Dataset items:
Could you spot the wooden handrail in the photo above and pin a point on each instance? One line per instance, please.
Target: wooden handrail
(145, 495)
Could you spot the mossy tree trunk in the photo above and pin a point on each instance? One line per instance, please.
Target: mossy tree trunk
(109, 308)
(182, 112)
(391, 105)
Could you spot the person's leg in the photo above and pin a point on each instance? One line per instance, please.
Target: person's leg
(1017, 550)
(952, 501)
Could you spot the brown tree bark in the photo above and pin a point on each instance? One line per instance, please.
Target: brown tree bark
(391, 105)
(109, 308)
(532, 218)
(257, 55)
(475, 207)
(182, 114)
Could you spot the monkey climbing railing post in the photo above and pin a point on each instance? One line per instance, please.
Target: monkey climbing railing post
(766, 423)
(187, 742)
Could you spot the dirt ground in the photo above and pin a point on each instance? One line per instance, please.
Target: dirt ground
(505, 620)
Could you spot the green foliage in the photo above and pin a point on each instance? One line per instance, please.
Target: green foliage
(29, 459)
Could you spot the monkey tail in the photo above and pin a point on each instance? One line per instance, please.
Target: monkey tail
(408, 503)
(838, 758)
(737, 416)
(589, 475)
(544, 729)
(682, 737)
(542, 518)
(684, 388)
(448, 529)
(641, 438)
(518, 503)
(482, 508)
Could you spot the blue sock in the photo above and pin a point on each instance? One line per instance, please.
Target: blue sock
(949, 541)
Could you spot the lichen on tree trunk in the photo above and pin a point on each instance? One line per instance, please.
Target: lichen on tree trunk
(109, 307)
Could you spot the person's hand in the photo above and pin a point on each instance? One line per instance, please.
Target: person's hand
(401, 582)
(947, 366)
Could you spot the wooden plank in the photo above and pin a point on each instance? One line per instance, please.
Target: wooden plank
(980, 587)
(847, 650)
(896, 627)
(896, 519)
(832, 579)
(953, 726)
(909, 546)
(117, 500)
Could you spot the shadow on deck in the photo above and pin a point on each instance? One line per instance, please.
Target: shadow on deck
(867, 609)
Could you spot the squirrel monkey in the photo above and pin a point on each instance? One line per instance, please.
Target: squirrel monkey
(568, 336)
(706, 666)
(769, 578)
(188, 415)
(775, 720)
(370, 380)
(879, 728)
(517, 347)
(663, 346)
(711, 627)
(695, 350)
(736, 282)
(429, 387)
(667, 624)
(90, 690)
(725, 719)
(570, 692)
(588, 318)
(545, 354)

• _Work required_: Restate the data above word for word, please.

• _Problem solution_:
Could you spot the wooden handrail in the photo above and pin a point on each instance? One line per instance, please.
Target: wooden handrail
(145, 495)
Could you spot the mossy tree trunk in the photo above and pin a point on each instance? One line per instance, please.
Target: mossy tree trunk
(109, 308)
(182, 112)
(391, 105)
Could you spot the person's leg in the photo above and pin a point on each instance? One line per instance, please.
Target: person's leg
(1017, 550)
(952, 501)
Could you spot the brown tree bark in the photo above and pin a point on each instance? One line per instance, please.
Target: brown tree bark
(391, 105)
(109, 308)
(532, 218)
(257, 55)
(475, 207)
(182, 114)
Could you spot the monkey climbing railing post in the photo above and pin a point on each instance? One line per instance, please.
Target: monkey climbing railing post
(766, 423)
(187, 742)
Could you spot the dirt ground in the photo above and pin a point on each instance? One line per instance, please.
Target: dirt ground
(505, 620)
Could you spot the green foliage in the photo above and pin a point on each instance? One line per instance, please.
Target: green foliage
(29, 459)
Could you spot the monkey tail in the photo above and pin a point on each instance? One line per instance, please.
Target: monkey tail
(408, 503)
(838, 758)
(737, 416)
(589, 475)
(544, 729)
(682, 737)
(542, 518)
(684, 388)
(448, 529)
(641, 438)
(518, 503)
(482, 508)
Could you spot the blue sock in the photo above and pin a point on each instance? One line per instance, please.
Target: blue sock
(949, 541)
Could you spot the lichen on tree trunk in the photo above and pin a point on each instance? One line per instance, please.
Target: lichen on tree trunk
(109, 307)
Could you spot the person's hand in the photo above and pin a point on each instance? One line per instance, please.
Target: person's hand
(401, 582)
(947, 366)
Could you spot the wooden plank in the photo above and pin a point on each instance? One line per instance, please.
Target: wooden plank
(980, 587)
(847, 650)
(896, 627)
(896, 519)
(832, 579)
(953, 726)
(909, 546)
(117, 500)
Could you spot the shadow on deck in the photo above and pin a point on each instance? One line per instance, please.
Target: shadow on deck
(867, 609)
Could you spot the squirrel monkey in the photo above and pin a point on each instance? One line per instance, please.
Target: squirrel monkey
(568, 336)
(706, 666)
(769, 578)
(188, 415)
(775, 720)
(370, 380)
(879, 728)
(517, 347)
(663, 346)
(711, 627)
(695, 350)
(736, 282)
(429, 387)
(667, 624)
(90, 690)
(725, 719)
(570, 692)
(588, 318)
(545, 354)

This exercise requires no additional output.